#### What you need to do:
**A)** In the radeonsi slab allocator message, what must be allocated for each texture/image handle?
**B)** Pick up the radeonsi slab allocator patch message after its last sentence and keep writing it.

#### Provided text:
★ ★ ★ ★ ★ ★ ★
[Mesa-dev] [RFC PATCH 48/65] radeonsi: add a slab allocator for resident descriptors
Samuel Pitoiset
samuel.pitoiset at gmail.com
Fri May 26 14:43:16 UTC 2017
On 05/26/2017 04:39 PM, Marek Olšák wrote:
> FYI, I've replied on some radeonsi patches and skimmed through the
> rest without Rbs. I'll do another review once there is version 2.
Looks good to me.
>
> Marek
>
> On Fri, May 19, 2017 at 6:52 PM, Samuel Pitoiset
> <samuel.pitoiset at gmail.com> wrote:
>> For each texture/image handles, we need to allocate a new
>> buffer for the resident descriptor. But when the number of
>> buffers added to the current CS becomes high, the overhead
>> in the winsys (and in the kernel) is important.
★ ★ ★ ★ ★ ★ ★
#### Source data:
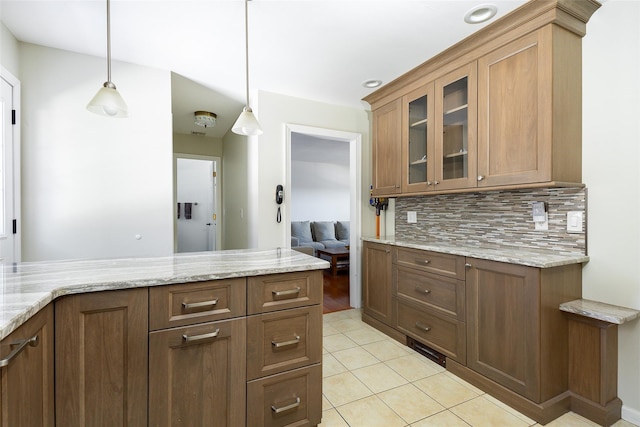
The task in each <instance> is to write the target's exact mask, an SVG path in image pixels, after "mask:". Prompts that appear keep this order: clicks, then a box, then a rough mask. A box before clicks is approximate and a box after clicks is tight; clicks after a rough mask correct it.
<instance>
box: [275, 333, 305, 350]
★ ★ ★ ★ ★ ★ ★
#### Per-task answers:
**A)** A new buffer for the resident descriptor.

**B)**
>>
>> To reduce this bottleneck, the idea is to suballocate the
>> resident descriptors using a slab similar to the one used
>> in the winsys.
>>
>> Currently, a buffer can hold 1024 resident descriptors but
>> this limit is arbitrary and could be changed in the future
>> for some reasons. Once a slab is allocated the "base" buffer
>> is added to a per-context residency list.
>>
>> Signed-off-by: Samuel Pitoiset <samuel.pitoiset at gmail.com>
>> ---
>> src/gallium/drivers/radeonsi/si_descriptors.c | 150 ++++++++++++++++++++++++++
>> src/gallium/drivers/radeonsi/si_pipe.c | 10 ++
>> src/gallium/drivers/radeonsi/si_pipe.h | 15 +++
>> src/gallium/drivers/radeonsi/si_state.h | 8 ++
>> 4 files changed, 183 insertions(+)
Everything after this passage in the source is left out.